··· Testo proposto

Sono partiti in quindici guidati da suor Elena Bolognesi della Comunità delle Sorelle del Signore di Milano, per sette anni in Siria e fondatrice della comunità monastica di Mar Musa insieme a padre Paolo Dall’Oglio, il gesuita italiano rapito nel 2013 e di cui da allora non si hanno più notizie. Tutti giovani, quattordici della diocesi di Milano, e uno, Andrea Cioni, 25 anni, dottorando in Giurisprudenza, di quella di Pisa, che ha conosciuto quest’esperienza grazie ai gesuiti della parrocchia di San Frediano.
Per due settimane, fra la fine di luglio e l’inizio di agosto, sono stati ospiti della parrocchia latina di Aleppo, un’esperienza di servizio e condivisione nella città di Aleppo, prima dell’inizio del conflitto siriano il centro economico più importante del paese e patrimonio mondiale dell’Unesco, per quattro anni (2012-2016).
Quello che seguono è il diario quotidiano di quell’esperienza scritto da Andrea Cioni. Lo presentiamo in versione integrale diviso in 11 sezioni. I lettori di questo sito potranno leggerlo ogni domenica e mercoledì. Anche le foto a corredo degli articoli sono legate a quell’esperienza e sono state scattate da Andrea Cioni cui va il nostro ringraziamento per aver messo a disposizione tutto il materiale (fp).

······

Compiti da svolgere
a. Ricopia senza modifiche il brano del testo sul viaggio ad Aleppo che parte dalle parole "Per due settimane, fra" e si chiude dopo le parole "il materiale (fp).".
b. Prosegui il testo sul viaggio dei giovani ad Aleppo dal punto in cui si interrompe.
I dati riportati di seguito sono un materiale a sé, distinto dal testo.

··· Dati forniti

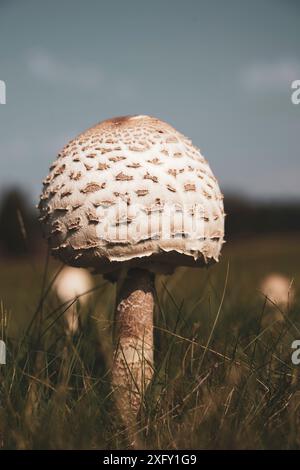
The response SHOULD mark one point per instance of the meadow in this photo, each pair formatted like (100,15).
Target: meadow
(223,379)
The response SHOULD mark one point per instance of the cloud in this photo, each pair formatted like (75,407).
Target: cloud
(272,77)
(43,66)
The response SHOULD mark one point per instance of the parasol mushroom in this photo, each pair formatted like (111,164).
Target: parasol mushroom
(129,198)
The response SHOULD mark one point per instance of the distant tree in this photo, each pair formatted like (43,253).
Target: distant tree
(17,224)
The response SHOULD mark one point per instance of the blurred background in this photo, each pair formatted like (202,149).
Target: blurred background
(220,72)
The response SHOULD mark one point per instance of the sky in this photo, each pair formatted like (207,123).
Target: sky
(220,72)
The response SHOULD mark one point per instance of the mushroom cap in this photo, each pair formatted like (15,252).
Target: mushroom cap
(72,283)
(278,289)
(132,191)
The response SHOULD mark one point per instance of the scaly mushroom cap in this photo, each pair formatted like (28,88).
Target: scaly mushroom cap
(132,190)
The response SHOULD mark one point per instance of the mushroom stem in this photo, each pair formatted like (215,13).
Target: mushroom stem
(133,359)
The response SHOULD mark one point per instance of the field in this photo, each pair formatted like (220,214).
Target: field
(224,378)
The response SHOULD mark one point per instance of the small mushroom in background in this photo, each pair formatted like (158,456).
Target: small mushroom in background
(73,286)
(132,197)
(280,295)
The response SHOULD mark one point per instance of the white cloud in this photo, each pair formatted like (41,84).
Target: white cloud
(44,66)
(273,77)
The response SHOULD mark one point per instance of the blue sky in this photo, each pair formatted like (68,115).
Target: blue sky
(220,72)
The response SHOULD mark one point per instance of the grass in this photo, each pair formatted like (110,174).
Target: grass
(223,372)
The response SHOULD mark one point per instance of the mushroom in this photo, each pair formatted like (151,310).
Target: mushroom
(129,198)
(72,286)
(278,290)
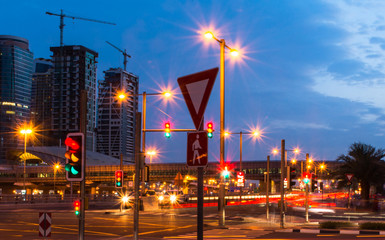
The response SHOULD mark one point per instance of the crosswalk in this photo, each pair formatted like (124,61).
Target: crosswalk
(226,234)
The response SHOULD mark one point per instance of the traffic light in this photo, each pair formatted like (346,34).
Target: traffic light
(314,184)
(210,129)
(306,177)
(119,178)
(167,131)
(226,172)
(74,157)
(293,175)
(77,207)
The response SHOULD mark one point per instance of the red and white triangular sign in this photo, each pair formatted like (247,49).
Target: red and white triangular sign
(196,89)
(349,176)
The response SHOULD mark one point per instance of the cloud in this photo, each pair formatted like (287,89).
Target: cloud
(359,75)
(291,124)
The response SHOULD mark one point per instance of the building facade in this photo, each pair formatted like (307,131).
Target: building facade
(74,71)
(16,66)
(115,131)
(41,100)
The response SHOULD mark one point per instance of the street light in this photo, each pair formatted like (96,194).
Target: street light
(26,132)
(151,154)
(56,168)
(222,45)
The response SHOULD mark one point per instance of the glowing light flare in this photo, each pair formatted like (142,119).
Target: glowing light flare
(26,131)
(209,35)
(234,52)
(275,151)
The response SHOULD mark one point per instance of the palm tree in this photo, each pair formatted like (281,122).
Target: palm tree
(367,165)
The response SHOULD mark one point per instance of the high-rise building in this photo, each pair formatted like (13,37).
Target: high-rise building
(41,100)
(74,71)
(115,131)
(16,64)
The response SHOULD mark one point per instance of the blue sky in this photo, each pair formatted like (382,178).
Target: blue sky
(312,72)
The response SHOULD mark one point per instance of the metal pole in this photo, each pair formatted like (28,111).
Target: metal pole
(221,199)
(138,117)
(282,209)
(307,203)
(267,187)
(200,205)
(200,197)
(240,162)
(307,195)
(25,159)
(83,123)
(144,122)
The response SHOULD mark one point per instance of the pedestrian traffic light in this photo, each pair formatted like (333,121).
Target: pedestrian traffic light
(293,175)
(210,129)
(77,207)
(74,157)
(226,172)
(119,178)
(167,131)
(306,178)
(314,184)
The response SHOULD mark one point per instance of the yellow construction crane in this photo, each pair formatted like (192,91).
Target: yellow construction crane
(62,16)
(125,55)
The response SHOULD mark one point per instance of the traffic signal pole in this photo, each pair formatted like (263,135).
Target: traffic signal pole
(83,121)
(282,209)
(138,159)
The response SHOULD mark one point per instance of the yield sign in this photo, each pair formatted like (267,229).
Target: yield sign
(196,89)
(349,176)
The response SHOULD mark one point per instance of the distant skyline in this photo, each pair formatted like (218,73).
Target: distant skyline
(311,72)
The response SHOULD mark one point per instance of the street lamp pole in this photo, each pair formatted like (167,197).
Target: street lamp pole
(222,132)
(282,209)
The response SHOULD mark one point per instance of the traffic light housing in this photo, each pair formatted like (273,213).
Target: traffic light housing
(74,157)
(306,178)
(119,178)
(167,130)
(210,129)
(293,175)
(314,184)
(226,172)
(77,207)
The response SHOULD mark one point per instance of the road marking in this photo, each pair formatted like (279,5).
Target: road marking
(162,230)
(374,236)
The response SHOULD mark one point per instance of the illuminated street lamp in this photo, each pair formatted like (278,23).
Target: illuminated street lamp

······
··· Dati forniti

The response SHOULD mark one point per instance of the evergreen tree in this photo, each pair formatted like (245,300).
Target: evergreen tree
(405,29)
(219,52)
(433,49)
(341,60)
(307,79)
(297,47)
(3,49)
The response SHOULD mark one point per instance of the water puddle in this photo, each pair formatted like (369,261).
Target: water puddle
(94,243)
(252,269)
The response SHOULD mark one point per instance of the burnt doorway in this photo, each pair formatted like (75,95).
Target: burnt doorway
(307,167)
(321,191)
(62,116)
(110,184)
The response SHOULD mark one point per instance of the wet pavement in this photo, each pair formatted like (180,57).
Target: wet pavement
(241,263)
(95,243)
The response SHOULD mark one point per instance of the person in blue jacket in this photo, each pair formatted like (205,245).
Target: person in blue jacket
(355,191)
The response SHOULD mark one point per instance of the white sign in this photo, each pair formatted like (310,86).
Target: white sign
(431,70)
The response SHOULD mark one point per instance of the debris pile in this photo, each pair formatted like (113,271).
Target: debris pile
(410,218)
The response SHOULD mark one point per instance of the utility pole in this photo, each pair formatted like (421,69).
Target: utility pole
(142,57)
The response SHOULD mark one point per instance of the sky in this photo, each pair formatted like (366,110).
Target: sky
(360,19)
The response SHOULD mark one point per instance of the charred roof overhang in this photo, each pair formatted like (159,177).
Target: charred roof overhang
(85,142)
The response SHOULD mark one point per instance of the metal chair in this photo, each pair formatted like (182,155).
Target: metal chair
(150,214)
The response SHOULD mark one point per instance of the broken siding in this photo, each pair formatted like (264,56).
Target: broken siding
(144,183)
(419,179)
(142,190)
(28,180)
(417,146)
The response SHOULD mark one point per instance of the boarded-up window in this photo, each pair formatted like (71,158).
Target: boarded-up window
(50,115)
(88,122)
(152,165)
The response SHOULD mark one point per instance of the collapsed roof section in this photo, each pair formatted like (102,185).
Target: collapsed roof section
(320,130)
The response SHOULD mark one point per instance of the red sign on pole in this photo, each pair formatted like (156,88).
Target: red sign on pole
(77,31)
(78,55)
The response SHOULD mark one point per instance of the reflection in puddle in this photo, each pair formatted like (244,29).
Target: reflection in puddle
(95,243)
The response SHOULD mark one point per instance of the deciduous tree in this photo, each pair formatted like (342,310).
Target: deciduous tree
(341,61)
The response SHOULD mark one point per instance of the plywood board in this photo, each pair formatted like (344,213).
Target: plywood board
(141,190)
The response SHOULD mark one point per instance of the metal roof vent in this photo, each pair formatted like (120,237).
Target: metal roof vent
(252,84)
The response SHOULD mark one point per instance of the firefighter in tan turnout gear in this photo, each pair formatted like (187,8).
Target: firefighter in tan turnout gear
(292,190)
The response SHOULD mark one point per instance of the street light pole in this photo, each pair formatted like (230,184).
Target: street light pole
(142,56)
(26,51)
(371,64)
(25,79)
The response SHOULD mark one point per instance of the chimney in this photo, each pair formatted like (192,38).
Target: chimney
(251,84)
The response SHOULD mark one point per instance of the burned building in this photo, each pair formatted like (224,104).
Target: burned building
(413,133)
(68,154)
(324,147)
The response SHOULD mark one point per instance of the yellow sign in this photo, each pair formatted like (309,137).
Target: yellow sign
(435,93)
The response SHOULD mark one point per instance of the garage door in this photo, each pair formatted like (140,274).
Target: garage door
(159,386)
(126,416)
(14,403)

······
··· Dati forniti

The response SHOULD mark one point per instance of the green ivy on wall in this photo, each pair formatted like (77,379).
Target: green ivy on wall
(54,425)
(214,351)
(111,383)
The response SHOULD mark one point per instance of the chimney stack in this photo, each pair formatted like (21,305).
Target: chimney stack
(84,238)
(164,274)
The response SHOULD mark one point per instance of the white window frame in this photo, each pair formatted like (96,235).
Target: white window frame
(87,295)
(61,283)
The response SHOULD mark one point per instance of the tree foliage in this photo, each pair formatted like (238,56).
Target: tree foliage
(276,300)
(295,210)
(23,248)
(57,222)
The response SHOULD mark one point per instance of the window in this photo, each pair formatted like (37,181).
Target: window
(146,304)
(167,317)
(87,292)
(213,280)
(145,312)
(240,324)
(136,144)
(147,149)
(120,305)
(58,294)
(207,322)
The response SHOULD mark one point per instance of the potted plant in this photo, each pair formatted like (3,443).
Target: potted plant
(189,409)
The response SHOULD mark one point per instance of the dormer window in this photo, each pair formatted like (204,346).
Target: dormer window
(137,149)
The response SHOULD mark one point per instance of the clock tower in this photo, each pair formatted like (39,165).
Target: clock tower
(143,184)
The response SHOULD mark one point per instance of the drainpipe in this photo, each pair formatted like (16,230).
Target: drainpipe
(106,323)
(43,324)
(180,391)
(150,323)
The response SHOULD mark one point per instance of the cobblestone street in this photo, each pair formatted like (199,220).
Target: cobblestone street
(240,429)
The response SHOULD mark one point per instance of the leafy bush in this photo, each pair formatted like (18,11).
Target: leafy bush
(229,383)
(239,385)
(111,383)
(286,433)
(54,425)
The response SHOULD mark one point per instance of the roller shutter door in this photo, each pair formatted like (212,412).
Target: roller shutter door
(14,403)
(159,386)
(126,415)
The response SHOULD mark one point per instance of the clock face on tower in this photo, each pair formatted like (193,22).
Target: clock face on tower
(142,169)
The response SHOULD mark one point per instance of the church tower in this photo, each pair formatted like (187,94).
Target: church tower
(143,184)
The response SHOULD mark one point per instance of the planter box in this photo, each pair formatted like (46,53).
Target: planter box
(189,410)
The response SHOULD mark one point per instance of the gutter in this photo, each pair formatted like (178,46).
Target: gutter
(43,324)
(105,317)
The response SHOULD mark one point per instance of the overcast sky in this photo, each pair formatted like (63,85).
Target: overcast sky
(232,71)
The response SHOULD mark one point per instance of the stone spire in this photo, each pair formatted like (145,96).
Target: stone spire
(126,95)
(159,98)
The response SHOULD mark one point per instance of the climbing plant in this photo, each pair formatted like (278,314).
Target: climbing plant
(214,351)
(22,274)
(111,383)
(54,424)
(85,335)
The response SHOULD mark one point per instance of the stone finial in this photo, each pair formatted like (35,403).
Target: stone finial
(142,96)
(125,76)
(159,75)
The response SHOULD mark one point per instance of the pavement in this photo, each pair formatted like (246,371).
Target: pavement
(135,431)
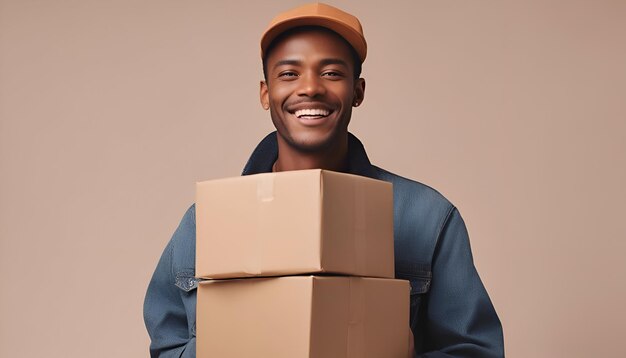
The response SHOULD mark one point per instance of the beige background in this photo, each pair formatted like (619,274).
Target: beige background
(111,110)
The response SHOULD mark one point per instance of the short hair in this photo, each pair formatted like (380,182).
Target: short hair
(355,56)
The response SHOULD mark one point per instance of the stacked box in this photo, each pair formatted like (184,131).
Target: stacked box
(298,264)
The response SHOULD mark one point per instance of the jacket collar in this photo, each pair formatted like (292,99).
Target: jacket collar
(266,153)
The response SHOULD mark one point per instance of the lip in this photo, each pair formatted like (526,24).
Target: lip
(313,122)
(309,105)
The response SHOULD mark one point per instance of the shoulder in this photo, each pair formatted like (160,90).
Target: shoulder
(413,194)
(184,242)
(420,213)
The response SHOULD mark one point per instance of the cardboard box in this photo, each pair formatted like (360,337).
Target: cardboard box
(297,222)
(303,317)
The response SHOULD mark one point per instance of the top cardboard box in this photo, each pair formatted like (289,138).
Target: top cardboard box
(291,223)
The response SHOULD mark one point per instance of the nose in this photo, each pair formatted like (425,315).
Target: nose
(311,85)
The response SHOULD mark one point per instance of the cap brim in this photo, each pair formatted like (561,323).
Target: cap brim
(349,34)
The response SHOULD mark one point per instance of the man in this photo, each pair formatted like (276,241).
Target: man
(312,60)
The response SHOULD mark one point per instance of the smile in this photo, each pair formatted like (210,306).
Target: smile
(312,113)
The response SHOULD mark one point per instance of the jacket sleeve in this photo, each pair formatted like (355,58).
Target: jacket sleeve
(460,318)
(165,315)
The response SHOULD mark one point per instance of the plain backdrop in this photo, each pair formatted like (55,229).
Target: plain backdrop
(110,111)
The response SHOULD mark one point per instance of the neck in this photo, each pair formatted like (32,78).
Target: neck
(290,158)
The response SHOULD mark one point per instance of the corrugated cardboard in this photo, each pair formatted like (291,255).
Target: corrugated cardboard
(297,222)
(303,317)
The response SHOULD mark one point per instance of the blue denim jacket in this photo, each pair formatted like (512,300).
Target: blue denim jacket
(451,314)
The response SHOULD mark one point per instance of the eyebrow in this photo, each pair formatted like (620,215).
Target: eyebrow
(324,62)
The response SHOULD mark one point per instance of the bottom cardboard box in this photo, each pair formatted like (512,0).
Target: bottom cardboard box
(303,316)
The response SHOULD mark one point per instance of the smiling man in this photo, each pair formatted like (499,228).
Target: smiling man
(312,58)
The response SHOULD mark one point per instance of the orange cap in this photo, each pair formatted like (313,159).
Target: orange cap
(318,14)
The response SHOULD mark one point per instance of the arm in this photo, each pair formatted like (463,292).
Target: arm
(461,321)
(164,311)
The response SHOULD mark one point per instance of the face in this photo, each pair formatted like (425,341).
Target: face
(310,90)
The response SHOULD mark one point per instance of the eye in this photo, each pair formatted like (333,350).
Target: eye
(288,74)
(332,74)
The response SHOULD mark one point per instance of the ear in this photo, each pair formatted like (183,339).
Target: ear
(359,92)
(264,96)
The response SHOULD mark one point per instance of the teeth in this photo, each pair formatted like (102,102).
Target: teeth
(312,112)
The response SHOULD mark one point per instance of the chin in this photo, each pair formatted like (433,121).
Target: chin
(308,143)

······

Risultati dell'esercizio
a.
Per due settimane, fra la fine di luglio e l’inizio di agosto, sono stati ospiti della parrocchia latina di Aleppo, un’esperienza di servizio e condivisione nella città di Aleppo, prima dell’inizio del conflitto siriano il centro economico più importante del paese e patrimonio mondiale dell’Unesco, per quattro anni (2012-2016).
Quello che seguono è il diario quotidiano di quell’esperienza scritto da Andrea Cioni. Lo presentiamo in versione integrale diviso in 11 sezioni. I lettori di questo sito potranno leggerlo ogni domenica e mercoledì. Anche le foto a corredo degli articoli sono legate a quell’esperienza e sono state scattate da Andrea Cioni cui va il nostro ringraziamento per aver messo a disposizione tutto il materiale (fp).

b.
9 agosto 2019. Tredicesimo giorno ad Aleppo.
Durante gli anni del conflitto la città si è ritrovata ad essere divisa in due, la parte Ovest in media più ricca, sotto il controllo dell’esercito governativo; la parte Est, in media più povera, sotto quello dei ribelli prima e dei miliziani di Daesh poi.
Chi ci accompagna racconta che prima della guerra la città era da sempre considerata come unica, era impossibile pensare ad una città divisa. La guerra è stata in grado di fare anche questo…
Siamo guidati nel quartiere di Jabeldadu. La finalità è quella di conoscere “gli ultimi di Aleppo”. Questa è la prima zona della quale i miliziani hanno preso il controllo, questo è il luogo che più di altri è stato oggetto della distruzione della guerra. Anche prima del conflitto qui il tasso di alfabetizzazione era molto basso, il lavoro scarso, la povertà dilagante.
Si possono immaginare le conseguenze che l’occupazione dei miliziani di Daesh, gli otto anni di guerra, la carenza di cibo e acqua, la distruzione di case, scuole ed ospedali, hanno causato a questo quartiere. Alla miseria si è aggiunta la desolazione e la violenza della guerra: “un inferno sulla terra”, una condizione umana che nessuno merita di dover vivere.
Si dice che la guerra civile siriana sia il più cruento dei conflitti e che la nascita del nuovo secolo sia irrimediabilmente macchiata dal peccato originale causato dagli orrori perpetrati in questa terra.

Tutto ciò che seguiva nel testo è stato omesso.